━━━ DOCUMENT PASSAGE ━━━

I rubbed my hands gently against the Kabah.

Infinite prayers, regrets, wishes, and questions raced inside me, bottling to a head when I had just fractions of a second to solidify a crucial dilemma: do I whip out my phone, conveniently stored in a pocket of my abaya, and snag a quick photo of my family and myself-or not?

This past winter break featured our visit to Saudi Arabia, completed in order to perform Umrah-the minor Muslim pilgrimage to Mecca, often described as an abridged version of Hajj able to be completed any time of the year. It consists primarily of seven Tawafs, or "laps" around the Kabah, and couple additional other traditions, like running between two mountains to simulate the same path that Hagar (wife of Abraham) ran in desperation to find water for her and her son when stranded in the Arabian desert some many centuries ago.

So, photo or not?

I paused, for as long as it was physically possible to do so in a sea of a million people vying to stand, more or less, exactly where I was standing. A mosaic of ages, races, cultures, languages, genders, and classes chugged by me in a clunky but common circular rhythm around the very draped black box my two palm reached up against. Bound by similar chants of Qur'anic verse and Arabic prayers, we all made the journey here to Mecca for a reason way beyond this finite moment. And yet, we stood here with a longing to revel in this second, this experience, this feeling forever. And our lives in the 21st century afford those of us with the resources the very option to nourish that craving, perhaps addictively.

Photos, symbolism, and faces have historically maintained a level of controversy in many Islamic societies.

Yet for every one abaya-the most common garb for women in a country where full body coverage is an around-the-clock obligation; plus for every one red-checkered Kufi-the traditional male Saudi headpiece; and plus for every one wheelchair-which carried the dedication and faith of a pilgrim who additionally overcame disability or illness to be in Mecca; yes, for all these iconic, blessed, and admirable traditions of the pilgrimage combined, I counted at least one selfie stick.

━━━ PROVIDED DATA ━━━

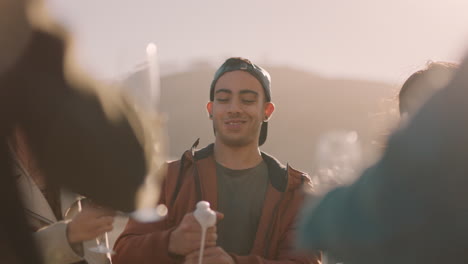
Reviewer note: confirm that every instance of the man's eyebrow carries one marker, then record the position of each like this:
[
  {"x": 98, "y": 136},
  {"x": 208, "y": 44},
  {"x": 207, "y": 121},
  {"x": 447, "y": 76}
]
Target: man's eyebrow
[
  {"x": 248, "y": 91},
  {"x": 223, "y": 91}
]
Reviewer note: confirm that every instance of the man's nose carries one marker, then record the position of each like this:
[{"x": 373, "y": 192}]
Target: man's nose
[{"x": 234, "y": 106}]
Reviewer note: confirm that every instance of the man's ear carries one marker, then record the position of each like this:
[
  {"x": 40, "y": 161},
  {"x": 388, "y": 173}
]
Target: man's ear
[
  {"x": 209, "y": 109},
  {"x": 269, "y": 109}
]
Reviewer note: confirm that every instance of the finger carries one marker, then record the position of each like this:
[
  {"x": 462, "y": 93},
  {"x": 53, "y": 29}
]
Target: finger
[
  {"x": 219, "y": 215},
  {"x": 211, "y": 229},
  {"x": 211, "y": 238}
]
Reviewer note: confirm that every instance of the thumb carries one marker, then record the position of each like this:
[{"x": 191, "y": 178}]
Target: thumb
[{"x": 219, "y": 215}]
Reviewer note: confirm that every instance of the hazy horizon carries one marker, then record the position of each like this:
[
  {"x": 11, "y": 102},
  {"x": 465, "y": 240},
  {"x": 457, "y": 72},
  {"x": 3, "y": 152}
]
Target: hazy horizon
[{"x": 362, "y": 39}]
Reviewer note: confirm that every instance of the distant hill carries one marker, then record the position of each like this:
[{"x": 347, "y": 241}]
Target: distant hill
[{"x": 307, "y": 105}]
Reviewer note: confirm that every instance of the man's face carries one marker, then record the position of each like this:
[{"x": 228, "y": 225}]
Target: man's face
[{"x": 238, "y": 109}]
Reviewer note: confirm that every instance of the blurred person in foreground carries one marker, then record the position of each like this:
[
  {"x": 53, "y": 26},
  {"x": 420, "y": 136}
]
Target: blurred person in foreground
[
  {"x": 258, "y": 197},
  {"x": 421, "y": 85},
  {"x": 63, "y": 224},
  {"x": 410, "y": 207},
  {"x": 75, "y": 144}
]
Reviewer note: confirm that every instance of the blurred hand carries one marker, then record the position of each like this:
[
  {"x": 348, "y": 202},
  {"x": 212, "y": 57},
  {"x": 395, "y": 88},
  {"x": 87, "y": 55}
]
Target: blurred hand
[
  {"x": 212, "y": 255},
  {"x": 90, "y": 223},
  {"x": 187, "y": 236}
]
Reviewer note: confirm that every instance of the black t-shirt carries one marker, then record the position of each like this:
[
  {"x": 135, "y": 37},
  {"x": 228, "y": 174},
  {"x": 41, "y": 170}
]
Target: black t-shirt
[{"x": 240, "y": 198}]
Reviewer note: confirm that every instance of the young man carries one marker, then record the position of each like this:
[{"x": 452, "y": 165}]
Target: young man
[{"x": 257, "y": 197}]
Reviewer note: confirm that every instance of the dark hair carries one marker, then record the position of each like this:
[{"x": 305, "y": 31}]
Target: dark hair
[{"x": 434, "y": 76}]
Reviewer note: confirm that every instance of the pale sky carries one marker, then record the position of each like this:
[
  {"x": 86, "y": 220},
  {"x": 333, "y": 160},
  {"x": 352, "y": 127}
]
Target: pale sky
[{"x": 364, "y": 39}]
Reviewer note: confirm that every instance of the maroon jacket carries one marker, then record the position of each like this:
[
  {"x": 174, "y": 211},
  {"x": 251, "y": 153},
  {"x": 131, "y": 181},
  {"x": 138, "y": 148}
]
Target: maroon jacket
[{"x": 193, "y": 178}]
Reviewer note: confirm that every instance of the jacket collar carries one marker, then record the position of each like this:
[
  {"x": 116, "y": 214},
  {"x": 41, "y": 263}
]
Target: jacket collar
[{"x": 282, "y": 177}]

━━━

### TO BE DONE
**1)** Reproduce the pilgrimage passage verbatim, everything from "This past winter" down to "many centuries ago.".
**2)** Continue the essay about performing Umrah in Mecca, starting right after its final sentence.

### ANSWERS TO THE EXERCISES
**1)**
This past winter break featured our visit to Saudi Arabia, completed in order to perform Umrah-the minor Muslim pilgrimage to Mecca, often described as an abridged version of Hajj able to be completed any time of the year. It consists primarily of seven Tawafs, or "laps" around the Kabah, and couple additional other traditions, like running between two mountains to simulate the same path that Hagar (wife of Abraham) ran in desperation to find water for her and her son when stranded in the Arabian desert some many centuries ago.

**2)**
There's nothing inherently wrong with a selfie stick-maybe Disney would disagree with me on this one. Sure, I find them tacky, irritating, and dangerous in such crowds (and Mecca is certainly filled with magnitudes more worth of people than Anaheim or Orlando, Paris or Tokyo)-but my shock with the selfie stick phenomenon perhaps only lent a lens into greater trends regarding religion (specifically Islam), technology, and reconciling tradition.

For context's sake, I am no stranger to a non-US or Western countries, traditions, or cultures; but I am a Muslim-American born and raised in the States, surrounded my parents, friends, and family who identify similarly. I am neither a stranger to technology, social media, or mass crowds of people (though again, Mecca's density, as well as obligation to host this entire mass of humanity performing tasks and procedures in sync and specific times simultaneously, is likely comparable to no other place on Earth).

Maybe I should've seen it coming. It's reasonable to expect the intersection of global technology with any local community around the world these days. The popular social media application "Snapchat" featured a photo-video-series during a day of Ramadan last summer that allowed people in Mecca to submit their photos and videos to circulate around the world. As an avid follower of this series last July, I should be among the first to note that much of the content were selfies, perhaps via the stick.

Yet it's not even about the selfie, let alone this demonized stick. It is about a crumbled expectation I should have never maintained in the first place. My Muslim-American childhood featured weekly Islamic Sunday School, where we heard the glories of Hajj and Umrah, the beauty of Mecca, and the epiphanies of these experiences.

And none of that was inherently false.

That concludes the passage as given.